• _Data section_
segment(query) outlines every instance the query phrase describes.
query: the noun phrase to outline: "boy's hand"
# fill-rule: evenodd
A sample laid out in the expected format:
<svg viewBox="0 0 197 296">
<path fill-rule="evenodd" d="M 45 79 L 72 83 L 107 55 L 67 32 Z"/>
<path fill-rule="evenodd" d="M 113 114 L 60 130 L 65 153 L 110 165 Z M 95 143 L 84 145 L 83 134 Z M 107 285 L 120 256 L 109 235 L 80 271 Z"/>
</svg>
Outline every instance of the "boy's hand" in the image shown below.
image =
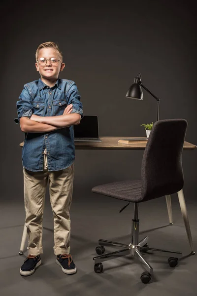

• _Stated goal_
Copy out all of the lines above word for word, leaving out the picture.

• _Solution for this task_
segment(query) outlines every instance the query phrase describes.
query: the noun phrase to outline: "boy's hand"
# fill-rule: evenodd
A sample laid out in the expected format:
<svg viewBox="0 0 197 296">
<path fill-rule="evenodd" d="M 45 79 L 72 83 L 107 55 L 67 32 Z"/>
<path fill-rule="evenodd" d="M 113 114 L 60 130 L 65 153 L 110 165 Z M 95 143 L 84 145 L 83 134 Z M 107 285 L 120 256 L 109 235 L 80 271 Z"/>
</svg>
Outline every instance of the "boy's hand" in the image shown below.
image =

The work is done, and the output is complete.